--- Text ---
As approved, H.R. 3 provides $225.5 billion to
highway programs, $52.3 billion to transit
programs, with the remaining $6.1 billion for
safety programs administered by the National
Highway Traffic Safety Administration and
Federal Motor Carrier Safety Administration.
The legislation essentially guarantees states
what TEA-21 provided in addressing donor/donee
concerns. Like TEA-21, H.R. 3 guarantees each
state a minimum rate of return of 90.5 percent,
calculated against a “scope” of 92.6 percent of
total highway spending. During TEA-21, the 90.5
percent guarantee was undermined by a
combination of factors, including additional
Member earmarks in the appropriations process
and the allocation of discretionary funds.
When the House completed its work on the
legislation, more than 4,100 project earmarks
were authorized, totaling about $12.4 billion.
The total amount of funding that is implicated
by these projects is unknown, since often the
earmarked amounts represent only a small portion
of the total project costs, with state and local
areas funding the remaining costs using federal
funds provided under H.R. 3 as well as state and
local revenues.
---
- **Written exercise A**: From the records, echo word for word the lines starting at the line containing "Mark the baby's eye" and ending at the line containing "pixel 421 160", including both of those lines.
--- Data excerpts ---
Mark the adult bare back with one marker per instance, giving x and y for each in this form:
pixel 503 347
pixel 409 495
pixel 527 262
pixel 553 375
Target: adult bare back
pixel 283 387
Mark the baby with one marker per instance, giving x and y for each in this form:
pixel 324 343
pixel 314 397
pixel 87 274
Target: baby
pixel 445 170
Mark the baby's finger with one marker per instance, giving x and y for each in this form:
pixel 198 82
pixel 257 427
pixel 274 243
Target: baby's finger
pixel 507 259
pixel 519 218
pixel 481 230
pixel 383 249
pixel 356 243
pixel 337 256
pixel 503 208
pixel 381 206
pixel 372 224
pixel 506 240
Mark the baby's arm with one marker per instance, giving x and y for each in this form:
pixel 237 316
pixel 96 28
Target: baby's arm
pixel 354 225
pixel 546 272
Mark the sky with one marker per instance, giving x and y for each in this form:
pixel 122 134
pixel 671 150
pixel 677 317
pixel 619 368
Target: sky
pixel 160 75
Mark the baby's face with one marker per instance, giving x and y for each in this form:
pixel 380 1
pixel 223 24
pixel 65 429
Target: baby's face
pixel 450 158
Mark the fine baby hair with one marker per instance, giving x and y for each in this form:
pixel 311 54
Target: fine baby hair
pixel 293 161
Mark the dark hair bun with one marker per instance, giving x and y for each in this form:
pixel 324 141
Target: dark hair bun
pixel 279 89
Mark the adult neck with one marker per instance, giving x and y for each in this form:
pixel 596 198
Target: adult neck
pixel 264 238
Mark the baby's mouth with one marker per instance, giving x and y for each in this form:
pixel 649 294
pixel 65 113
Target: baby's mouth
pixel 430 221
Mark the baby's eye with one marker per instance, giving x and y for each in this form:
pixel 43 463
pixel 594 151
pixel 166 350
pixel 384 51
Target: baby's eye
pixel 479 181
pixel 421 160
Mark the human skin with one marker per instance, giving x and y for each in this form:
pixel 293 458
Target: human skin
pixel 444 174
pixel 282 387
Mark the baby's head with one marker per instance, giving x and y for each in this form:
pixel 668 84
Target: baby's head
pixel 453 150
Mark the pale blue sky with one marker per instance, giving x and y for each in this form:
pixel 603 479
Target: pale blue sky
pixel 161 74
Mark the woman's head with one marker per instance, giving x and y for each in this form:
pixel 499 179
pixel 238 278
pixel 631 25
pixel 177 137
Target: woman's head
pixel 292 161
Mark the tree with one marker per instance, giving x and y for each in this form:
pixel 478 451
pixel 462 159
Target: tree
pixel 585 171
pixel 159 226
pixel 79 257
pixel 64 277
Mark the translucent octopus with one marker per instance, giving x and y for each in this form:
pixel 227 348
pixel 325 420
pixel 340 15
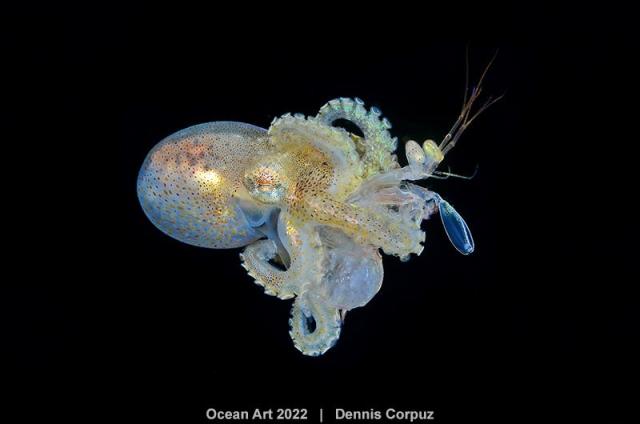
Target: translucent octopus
pixel 313 203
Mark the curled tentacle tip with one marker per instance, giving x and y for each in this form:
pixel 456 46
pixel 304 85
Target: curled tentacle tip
pixel 415 154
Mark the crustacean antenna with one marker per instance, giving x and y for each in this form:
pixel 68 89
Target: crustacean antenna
pixel 443 175
pixel 466 118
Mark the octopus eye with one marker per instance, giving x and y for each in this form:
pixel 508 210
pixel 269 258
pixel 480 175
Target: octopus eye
pixel 265 183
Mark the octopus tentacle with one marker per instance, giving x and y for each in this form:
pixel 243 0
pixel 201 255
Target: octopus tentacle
pixel 290 132
pixel 310 310
pixel 378 145
pixel 304 253
pixel 387 230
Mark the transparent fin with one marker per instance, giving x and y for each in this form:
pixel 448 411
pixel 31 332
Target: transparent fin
pixel 455 227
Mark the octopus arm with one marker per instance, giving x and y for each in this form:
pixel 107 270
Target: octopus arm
pixel 315 326
pixel 377 146
pixel 369 224
pixel 302 249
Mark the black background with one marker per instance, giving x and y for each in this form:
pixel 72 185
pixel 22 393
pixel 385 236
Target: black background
pixel 108 317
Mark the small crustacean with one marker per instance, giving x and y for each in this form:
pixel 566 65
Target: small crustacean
pixel 312 203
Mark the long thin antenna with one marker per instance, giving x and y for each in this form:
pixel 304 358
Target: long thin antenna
pixel 464 120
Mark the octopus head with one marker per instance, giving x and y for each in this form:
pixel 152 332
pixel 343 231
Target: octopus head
pixel 267 181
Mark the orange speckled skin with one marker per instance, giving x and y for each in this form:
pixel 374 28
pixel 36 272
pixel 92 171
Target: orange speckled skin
pixel 313 197
pixel 188 181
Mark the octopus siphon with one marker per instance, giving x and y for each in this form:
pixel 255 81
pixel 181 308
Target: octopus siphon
pixel 312 204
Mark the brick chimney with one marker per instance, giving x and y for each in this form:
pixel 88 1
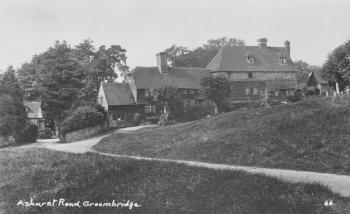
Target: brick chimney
pixel 287 46
pixel 162 62
pixel 262 43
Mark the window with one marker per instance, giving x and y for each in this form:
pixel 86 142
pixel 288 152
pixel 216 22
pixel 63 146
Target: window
pixel 252 91
pixel 250 75
pixel 147 93
pixel 150 109
pixel 287 75
pixel 283 60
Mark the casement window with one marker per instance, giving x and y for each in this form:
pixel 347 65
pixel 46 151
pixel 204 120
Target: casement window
pixel 150 109
pixel 148 93
pixel 250 59
pixel 120 116
pixel 250 75
pixel 283 60
pixel 287 75
pixel 252 91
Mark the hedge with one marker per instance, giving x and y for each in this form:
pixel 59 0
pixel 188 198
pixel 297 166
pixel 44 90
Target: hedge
pixel 82 117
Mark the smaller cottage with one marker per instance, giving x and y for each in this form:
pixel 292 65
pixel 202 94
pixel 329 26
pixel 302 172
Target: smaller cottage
pixel 318 85
pixel 35 116
pixel 119 103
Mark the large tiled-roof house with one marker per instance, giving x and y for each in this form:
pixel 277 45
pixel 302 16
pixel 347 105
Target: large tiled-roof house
pixel 318 85
pixel 256 72
pixel 124 100
pixel 34 114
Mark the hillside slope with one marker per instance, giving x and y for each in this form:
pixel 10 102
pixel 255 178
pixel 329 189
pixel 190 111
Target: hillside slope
pixel 311 135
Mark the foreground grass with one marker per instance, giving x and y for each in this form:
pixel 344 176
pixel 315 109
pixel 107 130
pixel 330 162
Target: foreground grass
pixel 159 187
pixel 312 135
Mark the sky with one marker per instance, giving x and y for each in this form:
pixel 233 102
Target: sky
pixel 144 28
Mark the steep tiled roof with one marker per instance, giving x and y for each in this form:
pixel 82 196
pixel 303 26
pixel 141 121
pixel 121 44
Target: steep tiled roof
pixel 265 59
pixel 33 109
pixel 118 94
pixel 319 77
pixel 147 77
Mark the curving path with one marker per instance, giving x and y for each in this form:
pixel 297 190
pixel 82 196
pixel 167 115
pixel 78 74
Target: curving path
pixel 337 183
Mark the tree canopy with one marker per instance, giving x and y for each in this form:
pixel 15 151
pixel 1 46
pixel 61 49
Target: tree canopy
pixel 337 66
pixel 216 90
pixel 180 56
pixel 13 116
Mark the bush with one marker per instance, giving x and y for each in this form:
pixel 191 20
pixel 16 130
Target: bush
pixel 198 111
pixel 82 117
pixel 47 133
pixel 30 134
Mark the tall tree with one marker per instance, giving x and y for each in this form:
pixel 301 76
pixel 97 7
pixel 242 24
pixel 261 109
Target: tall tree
pixel 61 78
pixel 199 57
pixel 216 90
pixel 164 94
pixel 13 115
pixel 337 67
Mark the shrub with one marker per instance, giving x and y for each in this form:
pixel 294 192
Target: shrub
pixel 198 111
pixel 82 117
pixel 47 133
pixel 30 134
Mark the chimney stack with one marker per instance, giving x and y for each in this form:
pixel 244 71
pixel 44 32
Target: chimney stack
pixel 287 46
pixel 162 62
pixel 262 43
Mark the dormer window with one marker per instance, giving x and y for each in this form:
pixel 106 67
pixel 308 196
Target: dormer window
pixel 249 58
pixel 283 60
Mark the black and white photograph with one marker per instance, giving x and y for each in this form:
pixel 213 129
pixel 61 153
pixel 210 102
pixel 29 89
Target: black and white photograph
pixel 174 107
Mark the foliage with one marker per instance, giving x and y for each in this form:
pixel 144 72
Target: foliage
pixel 165 95
pixel 337 66
pixel 13 115
pixel 299 135
pixel 47 133
pixel 83 117
pixel 199 57
pixel 198 111
pixel 216 90
pixel 30 133
pixel 159 187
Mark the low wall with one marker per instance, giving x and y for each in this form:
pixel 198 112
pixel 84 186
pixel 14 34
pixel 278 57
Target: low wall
pixel 82 133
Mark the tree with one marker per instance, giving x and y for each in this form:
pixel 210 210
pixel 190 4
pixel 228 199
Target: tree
pixel 200 57
pixel 61 78
pixel 13 115
pixel 216 90
pixel 337 67
pixel 164 94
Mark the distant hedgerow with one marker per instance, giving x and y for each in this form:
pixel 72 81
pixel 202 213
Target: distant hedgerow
pixel 82 117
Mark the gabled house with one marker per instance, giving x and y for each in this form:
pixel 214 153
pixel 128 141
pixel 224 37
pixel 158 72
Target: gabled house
pixel 318 85
pixel 143 79
pixel 256 72
pixel 34 115
pixel 119 103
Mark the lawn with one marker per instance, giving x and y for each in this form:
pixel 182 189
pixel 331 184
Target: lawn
pixel 312 135
pixel 158 187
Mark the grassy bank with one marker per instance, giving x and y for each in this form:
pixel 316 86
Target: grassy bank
pixel 313 135
pixel 158 187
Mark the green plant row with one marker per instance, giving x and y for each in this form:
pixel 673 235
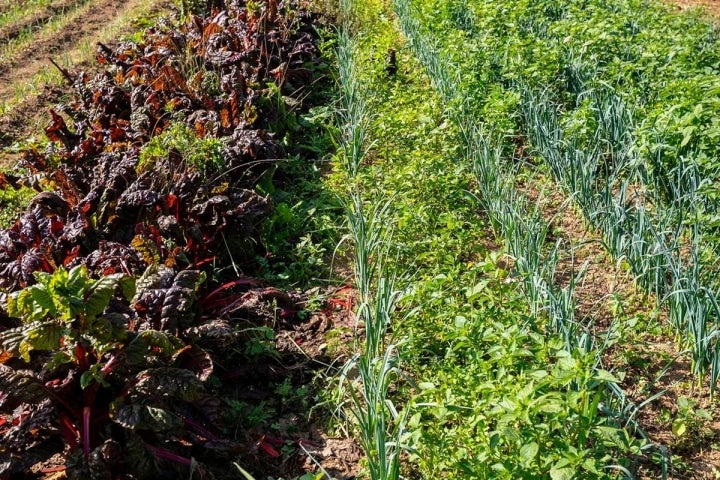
---
- **Written exercise B**: Reproduce the passage on H.R. 3 funding starting at "The legislation essentially" and ending at "of discretionary funds.", swapping "appropriations process" for "budget process".

- **Written solution A**:
Mark the baby's eye with one marker per instance, giving x and y for each in this form:
pixel 43 463
pixel 594 151
pixel 166 350
pixel 384 51
Target: baby's eye
pixel 479 181
pixel 421 160

- **Written solution B**:
The legislation essentially guarantees states
what TEA-21 provided in addressing donor/donee
concerns. Like TEA-21, H.R. 3 guarantees each
state a minimum rate of return of 90.5 percent,
calculated against a “scope” of 92.6 percent of
total highway spending. During TEA-21, the 90.5
percent guarantee was undermined by a
combination of factors, including additional
Member earmarks in the budget process
and the allocation of discretionary funds.